= Written problem a =
In the entries, starting with the line that contains "For the evaluation, point out each instance of the light" and going on through the end of the entries, change "marker" to "dot" and leave all else unchanged. Give back only those lines.

10.4.2 Bootstrap generators

Function factories are a useful approach for bootstrapping. Instead of thinking about a single bootstrap (you always need more than one!), you can think about a bootstrap generator, a function that yields a fresh bootstrap every time it is called:

boot_permute <- function(df, var) {
  n <- nrow(df)
  force(var)
  
  function() {
    col <- df[[var]]
    col[sample(n, replace = TRUE)]
  }
}

boot_mtcars1 <- boot_permute(mtcars, "mpg")
head(boot_mtcars1())
#> [1] 16.4 22.8 22.8 22.8 16.4 19.2
head(boot_mtcars1())
#> [1] 17.8 18.7 30.4 30.4 16.4 21.0

The advantage of a function factory is more clear with a parametric bootstrap where we have to first fit a model. We can do this setup step once, when the factory is called, rather than once every time we generate the bootstrap:

boot_model <- function(df, formula) {
  mod <- lm(formula, data = df)
  fitted <- unname(fitted(mod))
  resid <- unname(resid(mod))
  rm(mod)

  function() {
    fitted + sample(resid)
  }
} 

boot_mtcars2 <- boot_model(mtcars, mpg ~ wt)

= Stored data =
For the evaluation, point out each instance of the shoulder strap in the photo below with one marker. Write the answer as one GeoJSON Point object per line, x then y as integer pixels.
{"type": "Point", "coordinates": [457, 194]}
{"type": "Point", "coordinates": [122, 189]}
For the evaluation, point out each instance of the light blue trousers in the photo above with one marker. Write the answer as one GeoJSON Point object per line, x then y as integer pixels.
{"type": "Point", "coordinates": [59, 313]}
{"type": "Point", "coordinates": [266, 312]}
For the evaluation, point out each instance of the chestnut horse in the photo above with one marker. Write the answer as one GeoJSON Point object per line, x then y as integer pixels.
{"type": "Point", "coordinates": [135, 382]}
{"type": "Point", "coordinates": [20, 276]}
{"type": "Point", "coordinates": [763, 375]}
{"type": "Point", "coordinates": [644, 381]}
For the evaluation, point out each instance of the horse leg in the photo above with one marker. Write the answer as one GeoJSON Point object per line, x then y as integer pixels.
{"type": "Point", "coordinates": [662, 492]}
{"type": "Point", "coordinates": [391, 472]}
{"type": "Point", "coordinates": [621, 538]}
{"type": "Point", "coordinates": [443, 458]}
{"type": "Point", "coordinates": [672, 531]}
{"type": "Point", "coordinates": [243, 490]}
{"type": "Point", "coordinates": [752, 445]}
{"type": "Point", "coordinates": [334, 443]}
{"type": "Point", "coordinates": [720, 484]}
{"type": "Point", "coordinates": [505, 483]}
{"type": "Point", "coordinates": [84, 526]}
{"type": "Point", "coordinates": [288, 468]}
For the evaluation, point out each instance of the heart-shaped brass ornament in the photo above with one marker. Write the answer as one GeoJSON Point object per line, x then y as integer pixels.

= Written problem b =
Answer these questions from the passage on bootstrap generators:
(i) What does a bootstrap generator yield every time it is called?
(ii) Which two arguments does boot_permute take?
(iii) Which function does boot_model use to fit the model?

= Response a =
For the evaluation, point out each instance of the light blue trousers in the photo above with one dot. Write the answer as one GeoJSON Point object per line, x then y as integer pixels.
{"type": "Point", "coordinates": [59, 313]}
{"type": "Point", "coordinates": [266, 312]}
For the evaluation, point out each instance of the chestnut horse in the photo above with one dot. Write the answer as one GeoJSON Point object per line, x then y as integer pixels.
{"type": "Point", "coordinates": [135, 382]}
{"type": "Point", "coordinates": [20, 276]}
{"type": "Point", "coordinates": [763, 375]}
{"type": "Point", "coordinates": [644, 381]}
For the evaluation, point out each instance of the horse leg in the photo above with one dot. Write the answer as one GeoJSON Point object per line, x then y as integer pixels.
{"type": "Point", "coordinates": [662, 492]}
{"type": "Point", "coordinates": [391, 472]}
{"type": "Point", "coordinates": [621, 538]}
{"type": "Point", "coordinates": [443, 458]}
{"type": "Point", "coordinates": [672, 531]}
{"type": "Point", "coordinates": [243, 490]}
{"type": "Point", "coordinates": [752, 445]}
{"type": "Point", "coordinates": [334, 443]}
{"type": "Point", "coordinates": [720, 484]}
{"type": "Point", "coordinates": [505, 483]}
{"type": "Point", "coordinates": [84, 526]}
{"type": "Point", "coordinates": [288, 468]}
For the evaluation, point out each instance of the heart-shaped brass ornament in the photo above with one dot. Write the answer as one GeoJSON Point object per line, x then y as integer pixels.

= Response b =
(i) A fresh bootstrap.
(ii) df and var.
(iii) lm.